TASK REQUIREMENTS — Write the next part of the passage about artists taking a daring leap, beginning right after its final sentence.

TEXT EXTRACT —
= = = = = = =

In the equestrian world when you’re getting ready to ask your horse to jump (and you’re scared, you doubt, you hesitate) what you need to do is to throw your heart over the fence…and then jump after it. That’s what we have to do as writers, artists, and musicians. We have to take that wild daring leap. There are no promises of the outcome–if your novel will be published, if your short story will be be accepted, if your painting/sculpture will be accepted into an exhibition, or your song will find its audience. That’s not really your concern. You are to do one thing: Leap.
Maybe that’s why so many of us toy with our art. We don’t take it serious. We piddle (mydictionary.com tells me that this means an act of urination, to spend time in trifling activities–and that this word is probably a blend from two other words–piss and puddle) .

= = = = = = =

EXTRACTED MATERIAL —
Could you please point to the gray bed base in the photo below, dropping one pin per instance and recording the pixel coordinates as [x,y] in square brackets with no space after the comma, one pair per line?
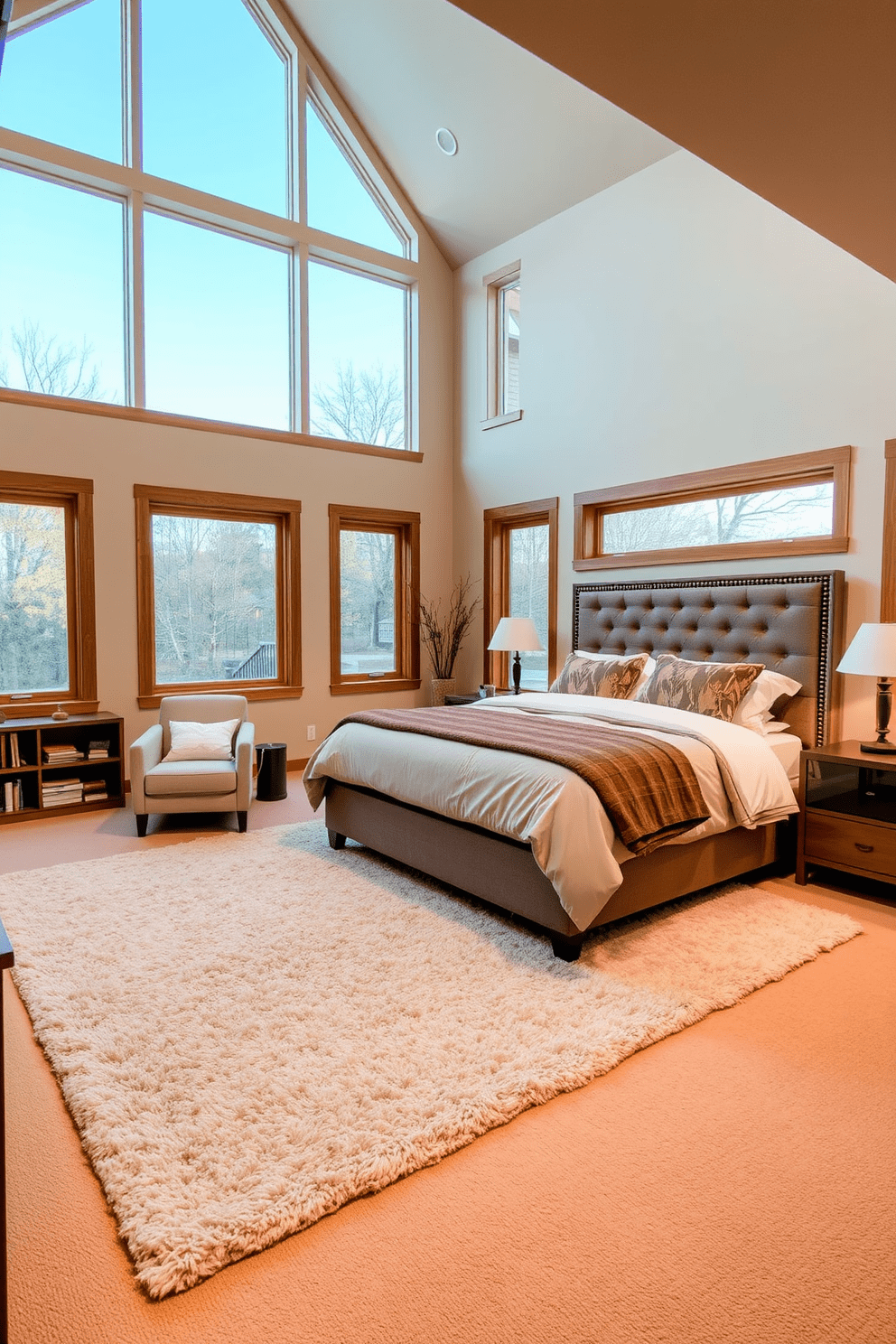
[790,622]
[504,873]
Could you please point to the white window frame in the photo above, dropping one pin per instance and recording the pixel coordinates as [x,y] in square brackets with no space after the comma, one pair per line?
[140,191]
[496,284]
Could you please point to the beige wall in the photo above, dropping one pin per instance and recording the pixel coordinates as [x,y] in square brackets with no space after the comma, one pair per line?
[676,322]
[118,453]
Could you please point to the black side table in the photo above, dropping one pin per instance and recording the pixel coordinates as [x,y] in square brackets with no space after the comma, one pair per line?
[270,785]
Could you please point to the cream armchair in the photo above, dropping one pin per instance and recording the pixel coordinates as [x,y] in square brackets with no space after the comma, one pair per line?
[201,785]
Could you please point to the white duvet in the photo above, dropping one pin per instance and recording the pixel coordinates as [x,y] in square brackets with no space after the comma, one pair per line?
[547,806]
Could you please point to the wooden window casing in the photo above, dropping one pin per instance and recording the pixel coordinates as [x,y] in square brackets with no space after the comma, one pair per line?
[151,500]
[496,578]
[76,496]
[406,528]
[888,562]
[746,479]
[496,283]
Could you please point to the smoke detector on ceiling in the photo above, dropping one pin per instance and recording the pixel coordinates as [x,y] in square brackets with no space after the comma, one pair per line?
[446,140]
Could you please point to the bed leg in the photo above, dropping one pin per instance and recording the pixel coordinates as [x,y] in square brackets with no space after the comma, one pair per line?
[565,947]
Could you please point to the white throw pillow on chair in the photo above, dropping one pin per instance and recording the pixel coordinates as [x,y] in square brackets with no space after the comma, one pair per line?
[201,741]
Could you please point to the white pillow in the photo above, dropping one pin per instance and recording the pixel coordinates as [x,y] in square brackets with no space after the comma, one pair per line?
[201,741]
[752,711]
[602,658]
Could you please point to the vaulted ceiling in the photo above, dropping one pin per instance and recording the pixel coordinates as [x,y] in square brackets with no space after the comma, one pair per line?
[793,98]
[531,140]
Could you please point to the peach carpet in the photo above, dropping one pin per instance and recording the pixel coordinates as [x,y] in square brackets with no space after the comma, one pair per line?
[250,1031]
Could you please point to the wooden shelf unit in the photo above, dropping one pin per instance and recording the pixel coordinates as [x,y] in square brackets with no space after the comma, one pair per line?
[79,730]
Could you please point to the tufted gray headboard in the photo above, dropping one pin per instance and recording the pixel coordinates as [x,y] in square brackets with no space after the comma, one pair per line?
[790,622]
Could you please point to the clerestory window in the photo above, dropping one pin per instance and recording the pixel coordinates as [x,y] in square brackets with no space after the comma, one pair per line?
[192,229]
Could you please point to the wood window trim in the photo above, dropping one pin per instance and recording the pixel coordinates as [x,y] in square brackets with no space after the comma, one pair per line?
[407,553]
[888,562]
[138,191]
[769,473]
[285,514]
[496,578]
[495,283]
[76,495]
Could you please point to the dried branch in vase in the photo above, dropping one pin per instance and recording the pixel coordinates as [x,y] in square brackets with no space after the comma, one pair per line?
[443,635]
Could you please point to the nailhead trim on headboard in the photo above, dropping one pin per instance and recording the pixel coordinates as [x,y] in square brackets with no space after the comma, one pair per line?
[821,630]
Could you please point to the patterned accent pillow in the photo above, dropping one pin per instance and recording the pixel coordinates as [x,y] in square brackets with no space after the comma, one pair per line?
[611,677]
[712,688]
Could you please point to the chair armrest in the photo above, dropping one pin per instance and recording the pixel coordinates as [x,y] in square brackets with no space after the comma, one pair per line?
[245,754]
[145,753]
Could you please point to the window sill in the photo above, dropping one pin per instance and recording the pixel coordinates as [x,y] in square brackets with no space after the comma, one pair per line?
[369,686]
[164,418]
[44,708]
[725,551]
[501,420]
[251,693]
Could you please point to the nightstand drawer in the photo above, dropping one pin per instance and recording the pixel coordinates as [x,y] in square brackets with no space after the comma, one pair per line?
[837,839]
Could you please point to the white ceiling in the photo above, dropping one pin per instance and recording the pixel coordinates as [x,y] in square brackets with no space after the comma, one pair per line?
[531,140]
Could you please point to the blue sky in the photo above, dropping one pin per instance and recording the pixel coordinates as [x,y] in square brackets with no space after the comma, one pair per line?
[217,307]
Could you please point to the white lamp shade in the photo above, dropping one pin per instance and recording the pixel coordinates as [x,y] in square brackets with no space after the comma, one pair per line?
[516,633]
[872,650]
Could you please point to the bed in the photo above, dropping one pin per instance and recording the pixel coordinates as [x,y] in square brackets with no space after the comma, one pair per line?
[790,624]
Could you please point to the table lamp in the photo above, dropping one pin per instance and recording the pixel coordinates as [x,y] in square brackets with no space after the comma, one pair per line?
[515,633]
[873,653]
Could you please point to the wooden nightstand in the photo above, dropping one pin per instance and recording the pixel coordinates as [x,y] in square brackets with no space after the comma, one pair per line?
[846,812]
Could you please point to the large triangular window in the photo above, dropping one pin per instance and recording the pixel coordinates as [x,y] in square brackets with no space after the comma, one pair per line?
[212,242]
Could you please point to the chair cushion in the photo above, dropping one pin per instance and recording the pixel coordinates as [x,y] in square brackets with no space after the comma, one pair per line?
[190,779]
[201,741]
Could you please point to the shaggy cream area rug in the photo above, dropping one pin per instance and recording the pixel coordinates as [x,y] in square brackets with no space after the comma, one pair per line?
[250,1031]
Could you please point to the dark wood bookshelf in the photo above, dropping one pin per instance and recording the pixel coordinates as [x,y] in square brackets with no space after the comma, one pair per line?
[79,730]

= = = = = = =

ANSWER —
We allow the glitter of distraction to lure us down yet another path. We pick up new hobbies. Knitting. Cycling. Making our own sushi. We download a new playlist. Rewatch the last season of Downton Abbey. We blame the “new economy” for a tougher, leaner publishing world. Besides, readers are more interested in fluff than true literary work (we tell ourselves that fluff is beneath us).
To leap is a scary thing. Not only do you risk rejection, you risk disappointment.
Julia Cameron reminds us in Letters to a Young Artist that to become discouraged literally means to lose heart.
Couer is French for heart–dis-courage. Julia says, “When we become dis-couraged we move away from our heart and what it knows and loves.”
Courage is a matter of the heart.
That’s why the Lion in the Wizard of Oz was given a badge of courage that he wore over his heart.

As tenacious as I am when it comes to my art, I too, lose heart. Doubt swirls.
You’re not that good. Give it up. Just be happy, be happy with your life and don’t torture yourself. The world doesn’t need another writer. If you had put this much effort into a career you would be making 100K+. You missed your opportunity. You’re lazy, that’s your problem. You don’t want to work hard. You like being different. Why don’t you get with the program. Earn your keep. Earn some freakin’ money and get your own IRA. What is it –really–that you do all day/night/weekend?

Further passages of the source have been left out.